Work required
Repeat the whole listing exactly as written.

----

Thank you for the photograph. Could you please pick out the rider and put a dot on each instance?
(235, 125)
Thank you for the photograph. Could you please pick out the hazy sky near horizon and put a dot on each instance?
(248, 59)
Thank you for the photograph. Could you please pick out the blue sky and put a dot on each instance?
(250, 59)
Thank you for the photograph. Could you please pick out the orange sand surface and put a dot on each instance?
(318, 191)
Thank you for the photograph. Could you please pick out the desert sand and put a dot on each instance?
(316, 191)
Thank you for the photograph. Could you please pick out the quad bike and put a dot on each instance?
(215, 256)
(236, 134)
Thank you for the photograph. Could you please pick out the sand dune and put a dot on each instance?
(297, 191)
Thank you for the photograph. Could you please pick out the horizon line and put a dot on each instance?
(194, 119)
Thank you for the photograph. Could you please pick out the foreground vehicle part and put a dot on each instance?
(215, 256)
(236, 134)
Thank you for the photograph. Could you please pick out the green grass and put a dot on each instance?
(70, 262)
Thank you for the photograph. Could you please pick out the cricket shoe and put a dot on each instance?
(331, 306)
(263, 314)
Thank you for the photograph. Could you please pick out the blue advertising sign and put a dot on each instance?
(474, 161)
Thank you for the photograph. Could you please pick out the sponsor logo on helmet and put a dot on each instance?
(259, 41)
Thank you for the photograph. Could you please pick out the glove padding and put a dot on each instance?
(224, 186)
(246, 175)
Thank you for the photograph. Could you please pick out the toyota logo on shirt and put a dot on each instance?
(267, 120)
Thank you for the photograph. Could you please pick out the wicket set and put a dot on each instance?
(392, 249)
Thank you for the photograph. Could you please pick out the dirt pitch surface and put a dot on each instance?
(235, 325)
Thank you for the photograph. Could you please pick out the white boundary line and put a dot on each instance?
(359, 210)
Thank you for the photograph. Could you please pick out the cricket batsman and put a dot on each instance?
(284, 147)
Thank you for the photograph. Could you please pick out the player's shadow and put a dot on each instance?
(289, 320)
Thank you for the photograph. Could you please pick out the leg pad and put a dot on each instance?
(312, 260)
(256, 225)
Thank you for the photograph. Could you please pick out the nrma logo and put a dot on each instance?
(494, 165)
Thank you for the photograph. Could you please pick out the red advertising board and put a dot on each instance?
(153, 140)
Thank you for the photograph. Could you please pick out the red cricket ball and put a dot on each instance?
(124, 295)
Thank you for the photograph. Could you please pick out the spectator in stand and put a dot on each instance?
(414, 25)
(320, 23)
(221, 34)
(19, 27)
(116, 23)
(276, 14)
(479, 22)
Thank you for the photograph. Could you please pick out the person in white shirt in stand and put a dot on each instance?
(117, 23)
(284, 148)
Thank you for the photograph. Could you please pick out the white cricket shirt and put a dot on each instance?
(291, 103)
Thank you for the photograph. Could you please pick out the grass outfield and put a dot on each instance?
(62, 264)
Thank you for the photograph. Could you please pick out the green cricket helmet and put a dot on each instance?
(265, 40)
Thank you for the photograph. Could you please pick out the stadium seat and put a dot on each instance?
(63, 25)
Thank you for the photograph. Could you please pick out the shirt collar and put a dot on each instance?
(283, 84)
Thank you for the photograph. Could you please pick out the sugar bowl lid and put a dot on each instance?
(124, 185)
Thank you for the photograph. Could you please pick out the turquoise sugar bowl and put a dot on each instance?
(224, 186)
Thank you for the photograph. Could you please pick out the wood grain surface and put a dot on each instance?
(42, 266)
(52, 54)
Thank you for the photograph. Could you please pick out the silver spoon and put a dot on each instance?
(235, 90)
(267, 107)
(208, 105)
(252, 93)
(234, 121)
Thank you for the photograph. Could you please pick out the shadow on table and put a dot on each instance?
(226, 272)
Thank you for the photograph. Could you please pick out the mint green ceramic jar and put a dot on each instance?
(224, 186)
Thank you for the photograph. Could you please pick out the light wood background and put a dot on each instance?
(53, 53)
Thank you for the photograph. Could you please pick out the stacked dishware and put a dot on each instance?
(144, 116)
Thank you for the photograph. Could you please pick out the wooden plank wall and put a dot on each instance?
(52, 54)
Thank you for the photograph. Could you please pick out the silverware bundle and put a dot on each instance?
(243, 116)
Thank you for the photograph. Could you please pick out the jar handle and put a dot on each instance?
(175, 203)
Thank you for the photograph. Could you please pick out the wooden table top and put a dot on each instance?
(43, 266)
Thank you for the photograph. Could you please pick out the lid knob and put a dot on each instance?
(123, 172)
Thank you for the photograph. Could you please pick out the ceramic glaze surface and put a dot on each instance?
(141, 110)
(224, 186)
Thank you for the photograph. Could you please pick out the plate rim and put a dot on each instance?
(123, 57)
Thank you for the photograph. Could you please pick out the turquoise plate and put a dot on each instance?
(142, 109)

----

Result for this task
Thank you for the photograph. Could you please pick out the rider and put a dot on each instance?
(235, 125)
Thank you for the photograph. Could you please pick out the hazy sky near horizon and put a dot on each instance?
(248, 59)
Thank you for the photograph. Could you please pick out the blue sky and put a dot on each instance?
(250, 59)
Thank you for the photograph. Could you please pick out the orange sand surface and put a dot on each instance?
(318, 191)
Thank you for the photograph. Could you please pick out the desert sand and put a dot on each instance?
(316, 191)
Thank you for the photograph. Could you please pick out the quad bike and put a dot on each instance?
(215, 256)
(236, 134)
Thank you for the photograph. Could you please pick out the sand dune and put a dot on each instance?
(297, 191)
Thank you for the photograph. Could you please pick out the horizon line and put a dot on each instance?
(194, 119)
Thank you for the photograph. Could you please pick out the foreground vehicle part and put a dot on each instance?
(215, 256)
(236, 134)
Thank you for the photograph. Could you please pick out the green grass and put a dot on each instance?
(70, 262)
Thank you for the photograph. Could you please pick out the cricket shoe and put a dot on each instance?
(331, 306)
(263, 314)
Thank you for the photograph. Could you please pick out the blue advertising sign and put a dot on each instance?
(474, 161)
Thank you for the photograph. Could you please pick out the sponsor logo on helmet and put a dot on each instance?
(259, 41)
Thank you for the photograph. Could you please pick out the glove padding and put a dot on each instance?
(224, 186)
(246, 175)
Thank you for the photograph. Could you please pick out the toyota logo on shirt and put a dot on each instance?
(267, 120)
Thank you for the photograph. Could you please pick out the wicket set and put a dot on each instance?
(392, 249)
Thank you for the photograph. Could you please pick out the dirt pitch surface and put a dot on each instance?
(235, 325)
Thank you for the photograph. Could you please pick out the white boundary line and put a dot on each instance?
(359, 210)
Thank you for the photograph. Could you please pick out the cricket batsman and put a dot on each instance?
(284, 147)
Thank you for the photograph. Could you please pick out the player's shadow and put a dot on each instance?
(289, 320)
Thank you for the photograph. Could you please pick out the leg pad and put a dot on each instance?
(312, 260)
(256, 225)
Thank you for the photograph. Could you please pick out the nrma logo and put a dot on each instance?
(494, 165)
Thank you for the photograph. Could you please pick out the red advertising board and put a dot on each instance?
(153, 140)
Thank you for the photograph. Could you please pick out the red cricket ball and put a dot on each instance?
(124, 295)
Thank you for the photograph. Could you please pick out the spectator in stand and put a dot on each instance?
(414, 25)
(320, 23)
(221, 34)
(19, 27)
(116, 23)
(276, 14)
(479, 22)
Thank you for the photograph. Could you please pick out the person in white shirt in stand and put a dot on each instance?
(117, 23)
(284, 148)
Thank you for the photograph. Could you please pick out the white cricket shirt and put a dot on each instance?
(291, 103)
Thank you for the photograph. Could you please pick out the grass outfield and put a dot on each instance?
(62, 264)
Thank you for the photograph. Could you please pick out the green cricket helmet and put a dot on each instance?
(265, 40)
Thank you for the photograph. Could you please pick out the stadium seat and put a dot on each instance?
(63, 25)
Thank you for the photograph. Could you please pick out the shirt collar and put a dot on each instance?
(283, 84)
Thank you for the photograph. Could you please pick out the sugar bowl lid and put a dot on each instance?
(124, 185)
Thank you for the photograph. Could you please pick out the turquoise sugar bowl and put a dot on each instance?
(224, 186)
Thank you for the photograph. Could you please pick out the wood grain surface and put a dot on each instance?
(42, 266)
(52, 54)
Thank you for the photograph. Could you please pick out the silver spoon and put a dot on each instance?
(235, 90)
(267, 107)
(208, 105)
(252, 93)
(234, 121)
Thank you for the photograph. Could you please pick out the shadow on table and put a dot on each instance?
(226, 272)
Thank you for the photograph. Could you please pick out the mint green ceramic jar and put a dot on each instance?
(224, 186)
Thank you for the photograph. Could you please pick out the light wood background and put a dot on each instance?
(53, 53)
Thank you for the photograph. Could you please pick out the stacked dishware and put a dot on each instance?
(144, 116)
Thank you for the photograph. Could you please pick out the wooden plank wall and put a dot on each instance?
(52, 54)
Thank you for the photograph. Could you please pick out the silverware bundle and put a dot on each instance?
(243, 116)
Thank you for the photograph. Could you please pick out the jar handle and put a dot on each instance?
(175, 203)
Thank you for the photograph. Could you please pick out the wooden table top and put a dot on each instance?
(43, 266)
Thank you for the photograph. Could you please pick out the lid knob and put a dot on each instance?
(123, 172)
Thank you for the photograph. Could you please pick out the ceramic glaze surface and put a dot on each instance?
(141, 110)
(224, 186)
Thank you for the photograph. Could you please pick out the plate rim and put a dot on each instance?
(123, 57)
Thank you for the photograph. Could you please pick out the turquoise plate and put a dot on each instance?
(142, 109)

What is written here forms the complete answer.